SOURCE DATA below:
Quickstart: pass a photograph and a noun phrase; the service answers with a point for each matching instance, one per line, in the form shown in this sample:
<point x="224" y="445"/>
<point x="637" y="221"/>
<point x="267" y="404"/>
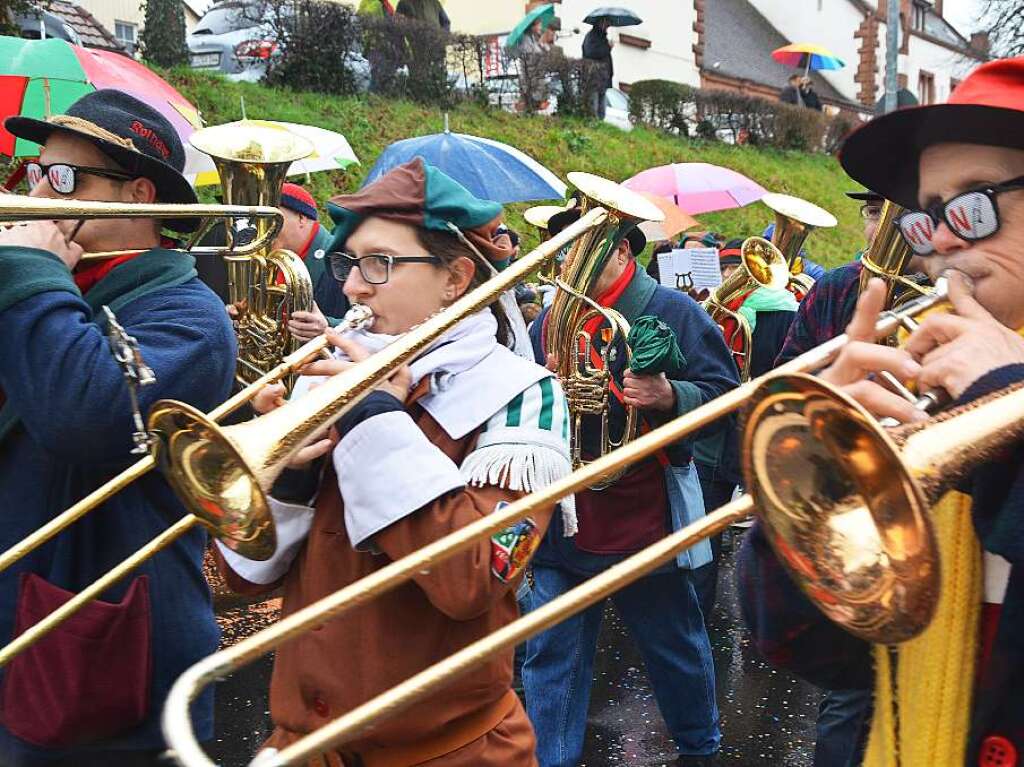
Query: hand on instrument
<point x="48" y="236"/>
<point x="647" y="392"/>
<point x="397" y="385"/>
<point x="954" y="350"/>
<point x="862" y="357"/>
<point x="307" y="325"/>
End of SOURCE DATA.
◆ **PROMPT**
For each record above, write out every line exactly and skip the pictures.

◆ **RESPONSE AREA**
Quickstart: pass a photograph and a noun phrase; the service answers with a point for each matching instance, one per line, in the form shown in this sample:
<point x="224" y="445"/>
<point x="637" y="221"/>
<point x="267" y="404"/>
Query: hand on instrument
<point x="48" y="236"/>
<point x="647" y="392"/>
<point x="397" y="385"/>
<point x="954" y="350"/>
<point x="862" y="357"/>
<point x="307" y="325"/>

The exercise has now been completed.